TASK INPUTS Start Marker

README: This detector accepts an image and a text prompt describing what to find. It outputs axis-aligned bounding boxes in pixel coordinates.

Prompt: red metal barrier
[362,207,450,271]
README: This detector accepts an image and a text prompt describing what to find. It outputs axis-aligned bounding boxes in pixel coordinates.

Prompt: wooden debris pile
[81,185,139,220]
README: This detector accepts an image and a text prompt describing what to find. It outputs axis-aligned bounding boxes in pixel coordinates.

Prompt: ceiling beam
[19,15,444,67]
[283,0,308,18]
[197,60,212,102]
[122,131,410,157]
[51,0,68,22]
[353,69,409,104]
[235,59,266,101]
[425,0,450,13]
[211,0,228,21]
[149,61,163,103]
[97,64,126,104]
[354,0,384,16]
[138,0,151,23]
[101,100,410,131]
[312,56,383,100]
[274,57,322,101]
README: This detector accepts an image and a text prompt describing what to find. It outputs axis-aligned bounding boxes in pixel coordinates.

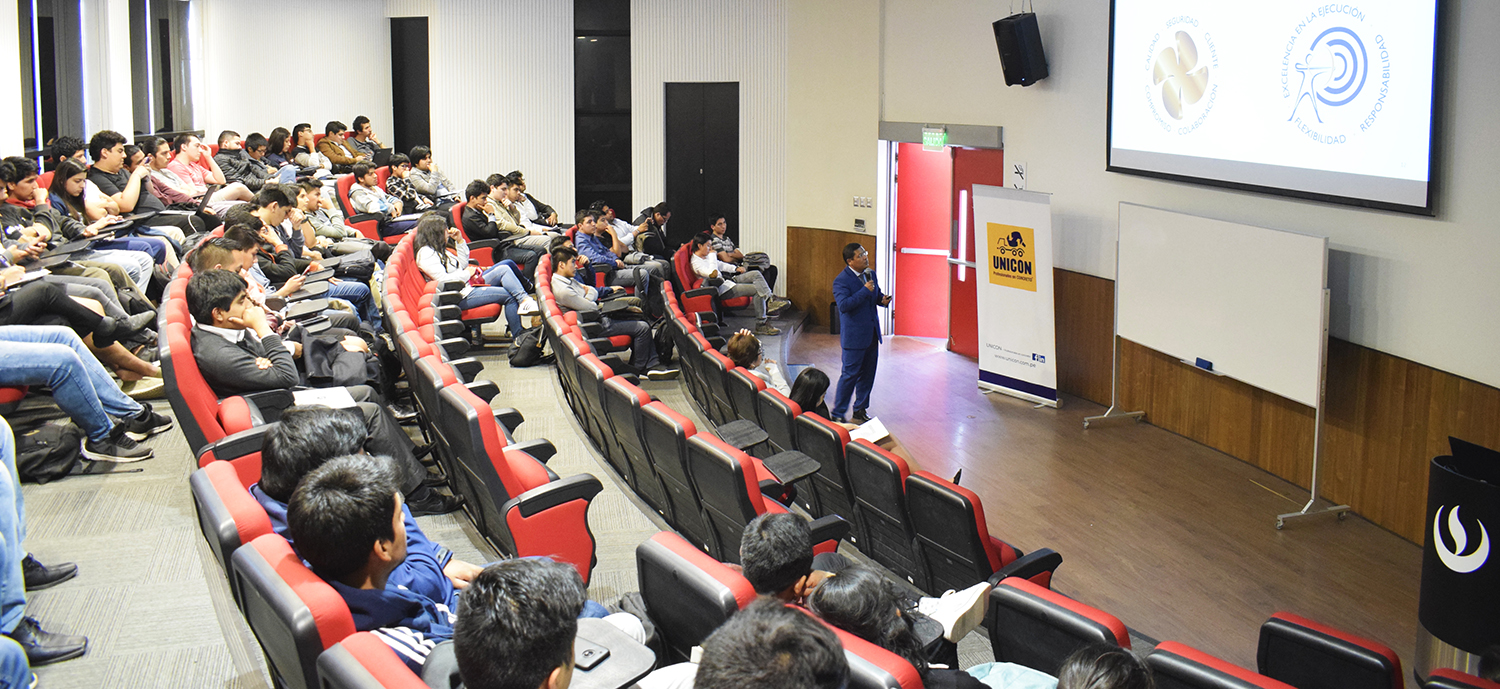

TASK INPUTS End Marker

**PROBLEM STATEMENT**.
Give again, exactly as written, the lines from the one with "Prompt: wooden debris pile" through the last line of the entries above, but skip the pictures.

**EXPECTED OUTPUT**.
Prompt: wooden debris pile
[81,185,139,220]
README: This detector accepts an image and a text prompt describing what to find. It outputs axis-aligned bounding boxes in pixel coordinates.

Prompt: ceiling beam
[19,15,444,67]
[283,0,308,18]
[197,60,212,102]
[122,131,410,157]
[51,0,68,22]
[353,69,409,104]
[235,59,266,101]
[425,0,450,13]
[211,0,228,21]
[149,61,163,103]
[97,64,126,104]
[354,0,384,16]
[138,0,151,23]
[101,100,410,131]
[312,56,383,100]
[274,57,322,101]
README: This detector accepts an image and a text prompt describing what to find. It outputs axis-aligned bounding boxes in pixel coordinates.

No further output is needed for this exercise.